**TASK DETAILS**: Pull out each line in the items below that contains the word "slope", treating uppercase and lowercase as different.

****

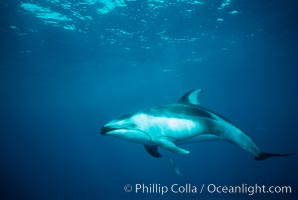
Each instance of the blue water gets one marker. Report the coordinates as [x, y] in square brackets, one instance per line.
[69, 67]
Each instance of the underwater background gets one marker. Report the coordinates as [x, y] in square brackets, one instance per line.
[69, 67]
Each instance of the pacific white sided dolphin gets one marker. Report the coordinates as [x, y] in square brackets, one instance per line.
[172, 125]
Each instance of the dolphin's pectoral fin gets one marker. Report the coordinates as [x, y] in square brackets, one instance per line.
[153, 151]
[191, 97]
[170, 146]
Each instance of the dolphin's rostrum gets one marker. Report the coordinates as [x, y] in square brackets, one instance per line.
[172, 125]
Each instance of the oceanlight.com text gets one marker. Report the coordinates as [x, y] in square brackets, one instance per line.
[188, 188]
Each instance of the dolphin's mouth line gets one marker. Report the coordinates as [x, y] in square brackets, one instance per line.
[106, 129]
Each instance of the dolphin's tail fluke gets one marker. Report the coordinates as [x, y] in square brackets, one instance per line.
[263, 156]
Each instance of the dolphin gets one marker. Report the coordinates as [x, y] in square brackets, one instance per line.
[186, 121]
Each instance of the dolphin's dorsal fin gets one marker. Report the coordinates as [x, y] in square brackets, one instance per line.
[191, 97]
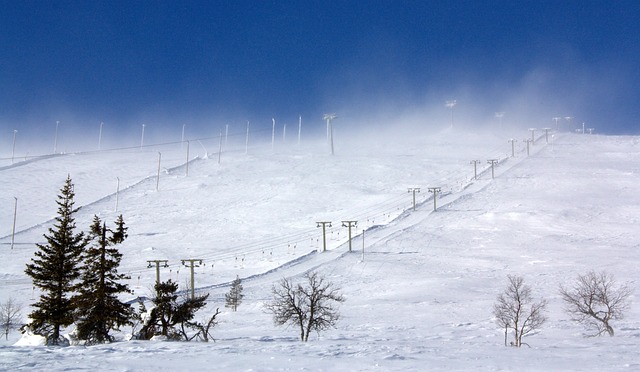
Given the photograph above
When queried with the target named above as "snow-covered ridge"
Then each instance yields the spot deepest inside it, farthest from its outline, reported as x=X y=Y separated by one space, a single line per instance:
x=423 y=293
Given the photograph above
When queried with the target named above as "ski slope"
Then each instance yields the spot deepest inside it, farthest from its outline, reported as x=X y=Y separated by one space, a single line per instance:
x=420 y=293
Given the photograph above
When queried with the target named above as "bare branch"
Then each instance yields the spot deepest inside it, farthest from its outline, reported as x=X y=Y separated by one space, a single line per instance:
x=595 y=300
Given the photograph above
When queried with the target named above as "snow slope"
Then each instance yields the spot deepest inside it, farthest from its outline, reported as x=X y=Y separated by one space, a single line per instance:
x=421 y=295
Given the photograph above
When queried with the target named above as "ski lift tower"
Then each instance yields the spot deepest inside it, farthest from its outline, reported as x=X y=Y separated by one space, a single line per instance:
x=329 y=118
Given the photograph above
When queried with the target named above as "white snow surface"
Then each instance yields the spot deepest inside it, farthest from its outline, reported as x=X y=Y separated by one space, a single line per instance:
x=420 y=297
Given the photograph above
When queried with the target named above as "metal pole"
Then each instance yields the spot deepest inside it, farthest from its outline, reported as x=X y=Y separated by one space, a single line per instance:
x=13 y=150
x=324 y=233
x=413 y=190
x=187 y=173
x=363 y=244
x=220 y=148
x=349 y=224
x=100 y=137
x=158 y=177
x=15 y=213
x=513 y=147
x=117 y=192
x=246 y=142
x=273 y=132
x=55 y=139
x=435 y=191
x=492 y=162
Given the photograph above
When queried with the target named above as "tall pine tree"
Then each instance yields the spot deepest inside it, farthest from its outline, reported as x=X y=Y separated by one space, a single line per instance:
x=54 y=270
x=98 y=308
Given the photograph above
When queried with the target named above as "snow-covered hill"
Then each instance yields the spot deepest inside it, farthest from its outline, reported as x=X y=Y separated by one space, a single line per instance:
x=420 y=296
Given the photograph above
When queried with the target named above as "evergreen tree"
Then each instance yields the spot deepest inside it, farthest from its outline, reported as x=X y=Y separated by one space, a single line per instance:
x=98 y=308
x=234 y=297
x=54 y=270
x=169 y=313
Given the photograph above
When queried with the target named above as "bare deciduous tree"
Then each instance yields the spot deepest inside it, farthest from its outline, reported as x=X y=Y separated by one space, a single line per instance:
x=309 y=307
x=10 y=315
x=516 y=310
x=203 y=328
x=595 y=300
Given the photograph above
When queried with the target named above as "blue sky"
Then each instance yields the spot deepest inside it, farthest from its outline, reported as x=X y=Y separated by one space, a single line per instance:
x=201 y=62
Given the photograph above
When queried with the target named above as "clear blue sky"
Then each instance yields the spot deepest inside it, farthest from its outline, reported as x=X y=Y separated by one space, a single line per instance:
x=128 y=62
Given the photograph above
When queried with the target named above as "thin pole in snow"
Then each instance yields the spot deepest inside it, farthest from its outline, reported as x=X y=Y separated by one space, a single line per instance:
x=192 y=265
x=117 y=191
x=246 y=142
x=435 y=191
x=220 y=148
x=324 y=225
x=100 y=136
x=414 y=190
x=158 y=177
x=15 y=213
x=55 y=139
x=273 y=132
x=513 y=147
x=363 y=244
x=493 y=163
x=13 y=149
x=349 y=224
x=187 y=158
x=475 y=168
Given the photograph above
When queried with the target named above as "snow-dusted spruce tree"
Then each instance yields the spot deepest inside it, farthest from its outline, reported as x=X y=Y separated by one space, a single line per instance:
x=55 y=269
x=309 y=307
x=516 y=310
x=595 y=300
x=10 y=315
x=169 y=317
x=234 y=297
x=98 y=309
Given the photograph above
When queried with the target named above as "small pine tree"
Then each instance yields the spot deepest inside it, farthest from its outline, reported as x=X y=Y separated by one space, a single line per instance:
x=98 y=308
x=234 y=297
x=54 y=270
x=169 y=313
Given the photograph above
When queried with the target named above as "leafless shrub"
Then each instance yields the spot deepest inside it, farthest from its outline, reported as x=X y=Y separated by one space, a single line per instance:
x=516 y=310
x=595 y=300
x=309 y=307
x=10 y=315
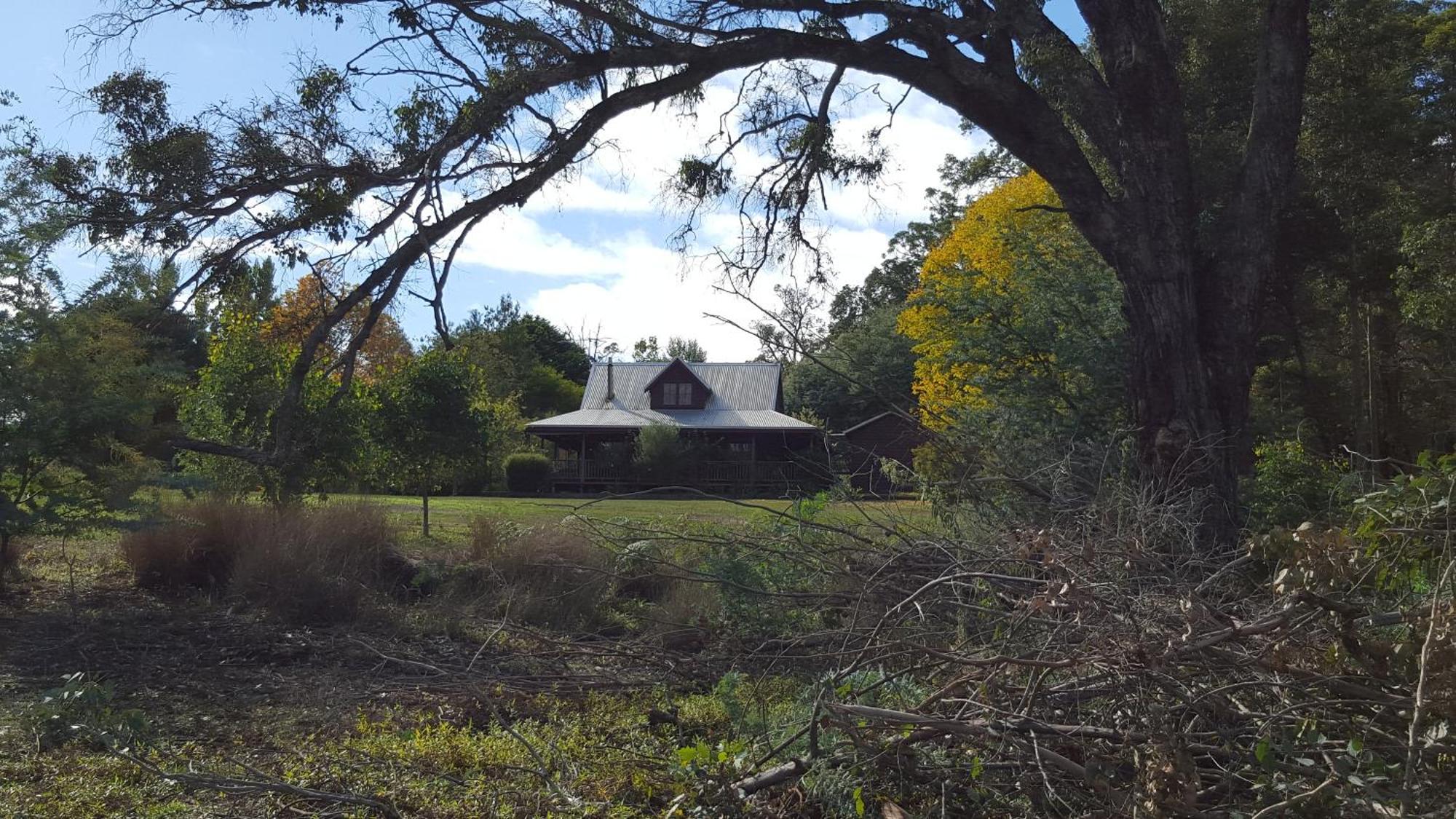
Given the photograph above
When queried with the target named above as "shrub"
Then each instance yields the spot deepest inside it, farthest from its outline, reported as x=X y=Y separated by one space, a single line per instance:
x=528 y=472
x=1292 y=486
x=306 y=564
x=659 y=454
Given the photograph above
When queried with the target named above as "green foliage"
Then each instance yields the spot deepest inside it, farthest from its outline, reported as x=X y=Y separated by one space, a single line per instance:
x=235 y=401
x=79 y=392
x=678 y=347
x=1020 y=334
x=82 y=710
x=525 y=359
x=659 y=454
x=1292 y=486
x=433 y=420
x=528 y=471
x=858 y=371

****

**RESULT OF THIS EXERCISE**:
When queried with the target named above as "ski slope"
When queried with the target named above as "snow slope"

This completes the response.